SELECTED EXCERPT —
------------

Given their limited brainpower, moving in curves can be a complex task for insects. That’s why they tend to adjust their behavior and fly in a straight line, make a turn, and then fly in another straight line. This helps them keep things manageable and navigate their surroundings effectively.

“What we learn from this is: if you don’t have enough resources, you can simplify the problem with your behavior,” Chicca explains.

Thorben Schoepe's robot in a corridor with random print.
Thorben Schoepe’s robot in a corridor with random print. Credit: Leoni von Ristok

Researchers from Bielefeld University have developed a small robot with the ability to process directional information and avoid collisions with obstacles in its path. They were able to mimic the neural activity of fruit flies’ brains, specifically the optical neurons T4 and T5, which process the motion of surrounding objects.

Chicca explains, “Much of Robotics is not concerned with efficiency. We humans tend to learn new tasks as we grow up, and within Robotics, this is reflected in the current trend of machine learning. But insects are able to fly immediately from birth. An efficient way of doing that is hardwired in their brains.”

The result is a compact robot designed to steer toward the area with the least movement detected. Thorben Schoepe from the University of Groningen engineered the hardware and tested it to see how it would perform. The robot could center itself between objects and navigate obstacles just like an insect in flight.

------------

[Rows from an object pointing dataset]
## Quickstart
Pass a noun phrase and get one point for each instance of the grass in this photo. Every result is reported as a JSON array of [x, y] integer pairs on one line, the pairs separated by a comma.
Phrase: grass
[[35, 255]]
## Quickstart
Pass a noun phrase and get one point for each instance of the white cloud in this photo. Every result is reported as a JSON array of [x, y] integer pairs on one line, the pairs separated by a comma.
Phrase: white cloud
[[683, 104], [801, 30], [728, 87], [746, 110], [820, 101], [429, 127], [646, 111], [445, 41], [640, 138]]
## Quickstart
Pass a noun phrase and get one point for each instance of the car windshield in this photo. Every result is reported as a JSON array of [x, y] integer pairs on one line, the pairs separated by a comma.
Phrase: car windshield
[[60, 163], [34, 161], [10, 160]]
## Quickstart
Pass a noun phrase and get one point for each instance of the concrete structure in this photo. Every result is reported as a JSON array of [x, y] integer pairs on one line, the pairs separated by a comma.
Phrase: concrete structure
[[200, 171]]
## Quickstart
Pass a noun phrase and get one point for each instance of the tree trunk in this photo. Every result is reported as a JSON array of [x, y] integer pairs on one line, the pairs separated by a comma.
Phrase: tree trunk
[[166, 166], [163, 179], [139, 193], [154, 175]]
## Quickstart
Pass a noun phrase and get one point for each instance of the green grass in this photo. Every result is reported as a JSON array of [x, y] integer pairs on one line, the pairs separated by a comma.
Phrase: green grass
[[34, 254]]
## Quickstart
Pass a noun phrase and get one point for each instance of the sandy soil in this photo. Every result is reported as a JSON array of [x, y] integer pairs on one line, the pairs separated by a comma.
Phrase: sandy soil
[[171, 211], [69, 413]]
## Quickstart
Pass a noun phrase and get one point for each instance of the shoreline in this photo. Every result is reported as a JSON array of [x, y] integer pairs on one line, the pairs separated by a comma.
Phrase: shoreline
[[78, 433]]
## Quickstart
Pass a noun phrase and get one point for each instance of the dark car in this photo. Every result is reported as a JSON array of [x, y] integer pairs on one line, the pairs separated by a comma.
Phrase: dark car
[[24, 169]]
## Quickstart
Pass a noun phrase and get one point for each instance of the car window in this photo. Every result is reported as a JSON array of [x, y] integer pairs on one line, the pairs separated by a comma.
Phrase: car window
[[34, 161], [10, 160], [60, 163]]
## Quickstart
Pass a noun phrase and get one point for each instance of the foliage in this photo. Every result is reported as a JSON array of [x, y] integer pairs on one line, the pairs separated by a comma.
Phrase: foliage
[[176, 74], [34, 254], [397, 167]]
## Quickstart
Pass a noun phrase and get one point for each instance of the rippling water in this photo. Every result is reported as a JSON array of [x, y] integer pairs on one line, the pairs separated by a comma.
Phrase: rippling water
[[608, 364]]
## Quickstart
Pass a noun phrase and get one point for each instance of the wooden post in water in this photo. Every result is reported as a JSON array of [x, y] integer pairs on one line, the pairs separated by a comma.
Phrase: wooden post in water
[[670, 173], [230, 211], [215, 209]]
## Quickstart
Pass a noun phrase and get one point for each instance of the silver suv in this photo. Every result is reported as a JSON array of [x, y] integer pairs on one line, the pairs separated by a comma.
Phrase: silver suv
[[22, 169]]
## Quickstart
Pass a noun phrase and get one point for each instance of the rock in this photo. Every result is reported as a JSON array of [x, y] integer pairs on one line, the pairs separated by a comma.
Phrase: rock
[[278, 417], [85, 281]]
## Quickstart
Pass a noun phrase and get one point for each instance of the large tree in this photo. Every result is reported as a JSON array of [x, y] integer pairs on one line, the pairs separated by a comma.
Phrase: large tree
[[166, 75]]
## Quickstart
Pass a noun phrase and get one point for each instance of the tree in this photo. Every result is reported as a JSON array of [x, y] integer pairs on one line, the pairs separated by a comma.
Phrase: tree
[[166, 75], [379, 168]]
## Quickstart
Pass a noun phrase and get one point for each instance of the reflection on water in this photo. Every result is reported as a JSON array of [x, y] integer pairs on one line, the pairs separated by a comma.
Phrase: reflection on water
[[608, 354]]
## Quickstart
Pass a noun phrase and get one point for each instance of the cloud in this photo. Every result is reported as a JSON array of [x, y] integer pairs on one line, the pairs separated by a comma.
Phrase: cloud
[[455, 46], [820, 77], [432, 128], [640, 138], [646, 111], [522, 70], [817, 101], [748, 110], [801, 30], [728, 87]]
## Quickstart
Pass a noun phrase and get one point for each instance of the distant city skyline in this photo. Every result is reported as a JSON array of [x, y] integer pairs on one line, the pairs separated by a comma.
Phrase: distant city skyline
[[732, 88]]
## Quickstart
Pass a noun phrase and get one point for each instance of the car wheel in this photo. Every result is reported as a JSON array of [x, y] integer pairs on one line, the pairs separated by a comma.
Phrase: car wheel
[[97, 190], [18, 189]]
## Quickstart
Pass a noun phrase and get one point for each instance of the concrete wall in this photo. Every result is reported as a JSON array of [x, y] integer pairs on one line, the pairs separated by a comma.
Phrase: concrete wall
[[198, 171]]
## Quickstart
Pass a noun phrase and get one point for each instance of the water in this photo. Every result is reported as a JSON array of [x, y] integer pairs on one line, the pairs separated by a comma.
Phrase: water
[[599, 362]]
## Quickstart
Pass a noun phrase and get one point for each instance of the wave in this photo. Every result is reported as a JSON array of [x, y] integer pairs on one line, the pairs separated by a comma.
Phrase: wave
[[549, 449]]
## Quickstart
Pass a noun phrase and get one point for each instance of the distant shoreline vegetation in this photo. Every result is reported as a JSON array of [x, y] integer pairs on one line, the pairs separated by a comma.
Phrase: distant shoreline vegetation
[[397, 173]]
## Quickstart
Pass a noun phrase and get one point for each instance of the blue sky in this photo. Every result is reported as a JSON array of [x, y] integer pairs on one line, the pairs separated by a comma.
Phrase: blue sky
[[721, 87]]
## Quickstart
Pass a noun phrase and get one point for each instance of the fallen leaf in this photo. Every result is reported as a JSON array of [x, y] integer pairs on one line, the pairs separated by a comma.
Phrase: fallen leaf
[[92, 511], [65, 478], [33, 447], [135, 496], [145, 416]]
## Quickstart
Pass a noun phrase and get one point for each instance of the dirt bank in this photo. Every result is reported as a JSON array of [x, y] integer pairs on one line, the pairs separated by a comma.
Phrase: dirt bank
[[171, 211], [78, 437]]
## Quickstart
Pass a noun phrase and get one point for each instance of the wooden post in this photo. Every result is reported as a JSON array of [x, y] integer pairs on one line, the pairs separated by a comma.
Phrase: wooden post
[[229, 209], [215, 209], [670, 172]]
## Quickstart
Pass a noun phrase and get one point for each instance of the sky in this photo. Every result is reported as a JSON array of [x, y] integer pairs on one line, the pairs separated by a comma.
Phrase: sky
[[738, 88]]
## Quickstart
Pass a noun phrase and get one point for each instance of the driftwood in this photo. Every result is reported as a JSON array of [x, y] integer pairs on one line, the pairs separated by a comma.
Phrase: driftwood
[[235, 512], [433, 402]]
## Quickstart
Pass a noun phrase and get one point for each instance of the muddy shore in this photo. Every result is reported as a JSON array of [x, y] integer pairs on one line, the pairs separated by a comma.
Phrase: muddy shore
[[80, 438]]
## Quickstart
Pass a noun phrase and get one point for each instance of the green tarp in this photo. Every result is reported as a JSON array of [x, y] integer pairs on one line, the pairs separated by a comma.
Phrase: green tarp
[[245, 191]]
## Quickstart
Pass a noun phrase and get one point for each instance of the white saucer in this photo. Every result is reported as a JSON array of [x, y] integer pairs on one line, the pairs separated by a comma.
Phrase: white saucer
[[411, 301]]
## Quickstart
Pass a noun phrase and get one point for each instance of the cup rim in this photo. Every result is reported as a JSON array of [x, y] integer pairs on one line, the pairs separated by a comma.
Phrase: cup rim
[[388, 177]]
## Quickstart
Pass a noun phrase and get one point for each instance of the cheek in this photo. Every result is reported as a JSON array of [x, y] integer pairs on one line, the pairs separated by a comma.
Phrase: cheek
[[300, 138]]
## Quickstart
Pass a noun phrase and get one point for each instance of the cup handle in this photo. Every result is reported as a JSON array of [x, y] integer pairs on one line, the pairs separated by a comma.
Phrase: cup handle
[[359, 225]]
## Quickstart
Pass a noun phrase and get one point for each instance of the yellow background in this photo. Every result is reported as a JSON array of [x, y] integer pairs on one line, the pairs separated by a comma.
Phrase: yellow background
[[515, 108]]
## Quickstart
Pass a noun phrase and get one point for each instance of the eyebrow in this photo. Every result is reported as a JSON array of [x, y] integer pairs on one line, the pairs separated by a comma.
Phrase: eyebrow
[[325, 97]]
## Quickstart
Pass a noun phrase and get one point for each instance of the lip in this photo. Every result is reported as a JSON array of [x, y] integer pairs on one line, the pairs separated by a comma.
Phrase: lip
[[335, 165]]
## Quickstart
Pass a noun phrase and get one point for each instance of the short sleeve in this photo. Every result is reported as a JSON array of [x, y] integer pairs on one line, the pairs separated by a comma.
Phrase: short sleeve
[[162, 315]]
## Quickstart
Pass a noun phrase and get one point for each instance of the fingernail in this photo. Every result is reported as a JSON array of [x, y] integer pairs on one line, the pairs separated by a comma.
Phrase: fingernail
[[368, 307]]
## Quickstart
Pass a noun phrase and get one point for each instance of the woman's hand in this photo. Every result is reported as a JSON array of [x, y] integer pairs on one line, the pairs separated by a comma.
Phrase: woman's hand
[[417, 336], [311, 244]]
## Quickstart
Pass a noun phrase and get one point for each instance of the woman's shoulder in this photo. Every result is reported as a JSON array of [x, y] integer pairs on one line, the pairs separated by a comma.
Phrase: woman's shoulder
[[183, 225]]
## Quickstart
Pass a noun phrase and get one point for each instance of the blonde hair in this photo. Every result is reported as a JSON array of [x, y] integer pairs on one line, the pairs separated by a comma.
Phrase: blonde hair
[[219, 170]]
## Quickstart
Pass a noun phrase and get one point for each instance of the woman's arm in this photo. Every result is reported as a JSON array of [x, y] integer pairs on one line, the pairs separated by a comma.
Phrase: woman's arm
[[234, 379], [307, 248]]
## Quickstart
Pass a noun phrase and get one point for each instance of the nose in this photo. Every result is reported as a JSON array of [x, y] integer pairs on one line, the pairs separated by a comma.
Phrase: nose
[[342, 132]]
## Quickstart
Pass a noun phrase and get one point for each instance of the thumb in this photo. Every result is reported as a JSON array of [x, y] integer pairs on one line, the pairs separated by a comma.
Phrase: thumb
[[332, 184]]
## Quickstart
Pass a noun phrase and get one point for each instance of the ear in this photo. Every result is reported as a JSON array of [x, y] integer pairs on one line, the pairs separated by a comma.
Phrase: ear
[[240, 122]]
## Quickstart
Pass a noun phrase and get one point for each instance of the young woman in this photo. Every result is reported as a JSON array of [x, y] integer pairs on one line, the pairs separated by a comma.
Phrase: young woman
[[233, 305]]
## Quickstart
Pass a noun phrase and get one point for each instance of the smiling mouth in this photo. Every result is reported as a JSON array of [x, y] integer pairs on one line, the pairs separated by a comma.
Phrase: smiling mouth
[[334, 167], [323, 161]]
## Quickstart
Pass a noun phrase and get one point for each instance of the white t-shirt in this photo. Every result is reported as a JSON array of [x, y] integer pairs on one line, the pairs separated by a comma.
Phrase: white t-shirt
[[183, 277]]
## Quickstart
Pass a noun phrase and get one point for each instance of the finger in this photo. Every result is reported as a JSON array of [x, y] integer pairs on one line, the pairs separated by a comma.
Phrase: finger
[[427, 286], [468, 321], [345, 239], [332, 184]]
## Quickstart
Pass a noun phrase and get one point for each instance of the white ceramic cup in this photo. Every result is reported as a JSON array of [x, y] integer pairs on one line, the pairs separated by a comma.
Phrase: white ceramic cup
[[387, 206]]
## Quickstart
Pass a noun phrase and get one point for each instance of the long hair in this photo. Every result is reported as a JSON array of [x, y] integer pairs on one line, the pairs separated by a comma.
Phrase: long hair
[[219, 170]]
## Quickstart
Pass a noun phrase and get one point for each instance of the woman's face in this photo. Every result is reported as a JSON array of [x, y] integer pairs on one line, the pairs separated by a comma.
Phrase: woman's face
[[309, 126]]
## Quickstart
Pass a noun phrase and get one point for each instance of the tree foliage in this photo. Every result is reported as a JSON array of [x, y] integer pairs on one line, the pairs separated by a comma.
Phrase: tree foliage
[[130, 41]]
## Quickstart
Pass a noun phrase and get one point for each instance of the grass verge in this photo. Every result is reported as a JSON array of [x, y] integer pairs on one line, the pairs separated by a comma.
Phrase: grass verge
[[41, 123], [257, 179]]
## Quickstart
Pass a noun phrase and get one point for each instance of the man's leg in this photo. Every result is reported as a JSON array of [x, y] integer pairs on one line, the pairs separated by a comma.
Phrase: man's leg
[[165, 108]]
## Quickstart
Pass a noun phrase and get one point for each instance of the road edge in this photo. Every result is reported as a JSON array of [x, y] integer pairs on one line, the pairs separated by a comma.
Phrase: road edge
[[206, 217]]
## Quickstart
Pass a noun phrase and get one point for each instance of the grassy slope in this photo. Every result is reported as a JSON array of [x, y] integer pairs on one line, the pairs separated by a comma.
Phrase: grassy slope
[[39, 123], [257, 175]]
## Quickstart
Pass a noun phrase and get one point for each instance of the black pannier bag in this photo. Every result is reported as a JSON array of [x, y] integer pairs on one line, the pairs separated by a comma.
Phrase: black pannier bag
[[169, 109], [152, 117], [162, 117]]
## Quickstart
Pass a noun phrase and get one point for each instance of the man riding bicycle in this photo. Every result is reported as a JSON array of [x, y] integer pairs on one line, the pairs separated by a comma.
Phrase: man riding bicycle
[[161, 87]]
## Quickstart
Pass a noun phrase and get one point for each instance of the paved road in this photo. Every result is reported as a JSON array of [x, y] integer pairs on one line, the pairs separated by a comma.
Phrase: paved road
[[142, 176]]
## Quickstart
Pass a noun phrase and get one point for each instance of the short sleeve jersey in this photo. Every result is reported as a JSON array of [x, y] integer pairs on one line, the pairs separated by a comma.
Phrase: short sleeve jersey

------------

EXERCISE REQUIREMENTS —
1. Name every person mentioned in the excerpt on the insect-inspired robot.
2. Carry on the excerpt on the insect-inspired robot from its final sentence.

ANSWERS BY TASK —
1. Chicca, Thorben Schoepe, Leoni von Ristok

2.
“The model is so good,” Chicca concludes, “that once you set it up, it will perform in all kinds of environments. That’s the beauty of this result.”

The team has made significant progress in the development of neuromorphic hardware in robotics through a study focused on obstacle avoidance. In the future, such a machine could potentially navigate through challenging terrain like disaster sites with minimal energy consumption. It could be equipped with different sensors to detect objects depending on their use, such as radar for detecting structureless objects.

“We developed a robot inspired by insects. It has remarkable capabilities to travel in dense terrain, avoiding collisions, crossing gaps, and selecting safe passages. These capabilities are accomplished by a neuromorphic network steering the robot toward regions of low apparent motion. Our system leverages knowledge about vision processing and obstacle avoidance in insects,” Chicca said.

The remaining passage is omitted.